### Material shown

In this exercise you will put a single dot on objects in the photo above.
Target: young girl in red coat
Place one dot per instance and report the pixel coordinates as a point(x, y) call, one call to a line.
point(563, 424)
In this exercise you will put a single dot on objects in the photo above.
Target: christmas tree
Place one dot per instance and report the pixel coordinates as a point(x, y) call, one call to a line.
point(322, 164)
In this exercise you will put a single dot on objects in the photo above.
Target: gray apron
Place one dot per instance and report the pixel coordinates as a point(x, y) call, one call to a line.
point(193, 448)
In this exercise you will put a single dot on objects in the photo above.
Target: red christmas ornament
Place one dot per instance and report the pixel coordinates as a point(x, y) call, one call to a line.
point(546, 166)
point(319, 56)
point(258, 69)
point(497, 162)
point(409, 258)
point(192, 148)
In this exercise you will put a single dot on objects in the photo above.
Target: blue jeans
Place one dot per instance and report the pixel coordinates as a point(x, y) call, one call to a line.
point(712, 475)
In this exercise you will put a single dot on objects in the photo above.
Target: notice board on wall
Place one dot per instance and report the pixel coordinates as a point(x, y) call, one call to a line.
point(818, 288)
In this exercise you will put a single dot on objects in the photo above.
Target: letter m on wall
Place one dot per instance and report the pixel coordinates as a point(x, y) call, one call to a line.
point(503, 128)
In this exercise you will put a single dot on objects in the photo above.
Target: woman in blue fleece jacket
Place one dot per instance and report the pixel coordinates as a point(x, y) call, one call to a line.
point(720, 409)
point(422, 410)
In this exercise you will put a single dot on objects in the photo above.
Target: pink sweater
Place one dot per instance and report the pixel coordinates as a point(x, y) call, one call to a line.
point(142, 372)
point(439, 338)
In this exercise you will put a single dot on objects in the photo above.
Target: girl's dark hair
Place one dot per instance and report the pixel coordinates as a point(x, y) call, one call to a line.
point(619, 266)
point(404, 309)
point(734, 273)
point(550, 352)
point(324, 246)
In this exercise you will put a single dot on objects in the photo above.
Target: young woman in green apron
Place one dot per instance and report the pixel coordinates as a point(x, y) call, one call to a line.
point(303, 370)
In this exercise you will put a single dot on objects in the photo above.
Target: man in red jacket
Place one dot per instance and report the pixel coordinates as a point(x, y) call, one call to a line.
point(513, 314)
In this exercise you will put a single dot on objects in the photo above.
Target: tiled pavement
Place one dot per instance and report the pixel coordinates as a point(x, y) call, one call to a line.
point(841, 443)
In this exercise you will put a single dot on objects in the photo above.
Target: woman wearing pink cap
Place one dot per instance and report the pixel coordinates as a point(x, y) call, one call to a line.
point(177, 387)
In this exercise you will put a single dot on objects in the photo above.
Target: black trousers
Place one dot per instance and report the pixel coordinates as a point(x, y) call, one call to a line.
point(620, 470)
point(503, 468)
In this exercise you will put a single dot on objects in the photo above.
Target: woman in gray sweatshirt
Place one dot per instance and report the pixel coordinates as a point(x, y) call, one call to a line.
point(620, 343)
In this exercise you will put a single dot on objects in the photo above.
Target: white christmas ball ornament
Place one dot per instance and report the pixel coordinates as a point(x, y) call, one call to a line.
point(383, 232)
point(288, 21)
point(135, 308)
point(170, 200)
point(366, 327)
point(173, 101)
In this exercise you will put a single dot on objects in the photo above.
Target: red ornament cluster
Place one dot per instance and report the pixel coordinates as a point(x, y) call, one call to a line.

### Exercise
Retype all of the entries precisely as they are.

### Task result
In this exercise you will put a single dot on objects in the photo above.
Target: young girl in red coat
Place one dot per instance and report the pixel coordinates as a point(x, y) call, one call to a line.
point(563, 424)
In this exercise you will put a single dot on objects in the photo above.
Target: christmas tree
Place one dot per instance and report the pixel coordinates as a point(x, y) call, one call to a line.
point(322, 164)
In this exercise you will put a single dot on objects in the photo above.
Target: gray apron
Place one dot per instance and report the pixel coordinates as a point(x, y) call, one call to a line.
point(193, 448)
In this exercise you will put a single dot on objects in the photo above.
Target: red christmas ornament
Place one dot per instance and report the pixel coordinates as a point(x, y) call, one call to a line.
point(546, 166)
point(319, 56)
point(258, 69)
point(497, 162)
point(409, 258)
point(192, 148)
In this exercise you will put a single dot on objects in the photo above.
Target: blue jeans
Place one dot per instance and report the pixel coordinates as a point(x, y) call, one call to a line.
point(712, 475)
In this exercise you will put a single dot on objects in the photo above.
Target: notice board on wall
Place one dot per instance and report the pixel coordinates as a point(x, y) call, one call to a line.
point(818, 288)
In this exercise you will put a single dot on objects in the photo above.
Target: letter m on wall
Place one dot per instance and report the pixel coordinates as a point(x, y) call, one call to a line.
point(503, 128)
In this exercise you will put a single dot on objects in the photo above.
Target: woman in blue fleece jacket
Place one dot per instance and report the pixel coordinates as a point(x, y) call, one call to a line.
point(720, 409)
point(422, 410)
In this exercise you will put a single dot on objects in the photo above.
Target: pink sweater
Place one dot per instance and report the pixel coordinates as a point(x, y) call, one call to a line.
point(142, 372)
point(439, 338)
In this exercise you will put a single dot on objects in the photo above.
Target: girl's dark hair
Place one dot per instance and report the pixel coordinates as a point(x, y) call, one call to a line.
point(619, 266)
point(404, 309)
point(734, 273)
point(550, 352)
point(324, 246)
In this exercise you will put a single dot on objects in the photo above.
Target: young woman in green apron
Place one dot per instance and report the pixel coordinates as a point(x, y) call, one call to a line.
point(303, 370)
In this exercise you will put a single dot on objects in the photo above.
Target: man in red jacket
Place one dot per instance and report the pixel coordinates as a point(x, y) call, one call to a line.
point(513, 314)
In this exercise you will put a single dot on objects in the photo above.
Target: tiled pavement
Place one dot per instance and report the pixel coordinates as a point(x, y) call, one call to a line.
point(841, 443)
In this exercise you will put a single dot on objects in the photo above.
Target: woman wearing pink cap
Place one dot per instance and report the pixel coordinates as a point(x, y) call, one call to a line.
point(177, 387)
In this exercise you will put a single dot on objects in the photo above.
Target: black trousers
Place one dot per instance and report the pixel coordinates as a point(x, y) call, one call to a line.
point(620, 470)
point(503, 468)
In this exercise you will put a single dot on objects in the photo above.
Target: woman in gray sweatshirt
Place one dot per instance and report the pixel coordinates as a point(x, y) call, one call to a line.
point(620, 343)
In this exercise you will put a single dot on objects in the photo above.
Target: white christmas ball ornament
Place one dot per instance and report the pixel coordinates as a point(x, y) call, one call to a line.
point(383, 232)
point(288, 21)
point(135, 308)
point(170, 200)
point(366, 327)
point(173, 101)
In this exercise you will put a single dot on objects in the photo above.
Target: red ornament cluster
Place one dot per instance and report the pixel coordinates as a point(x, y) call, one call to a line.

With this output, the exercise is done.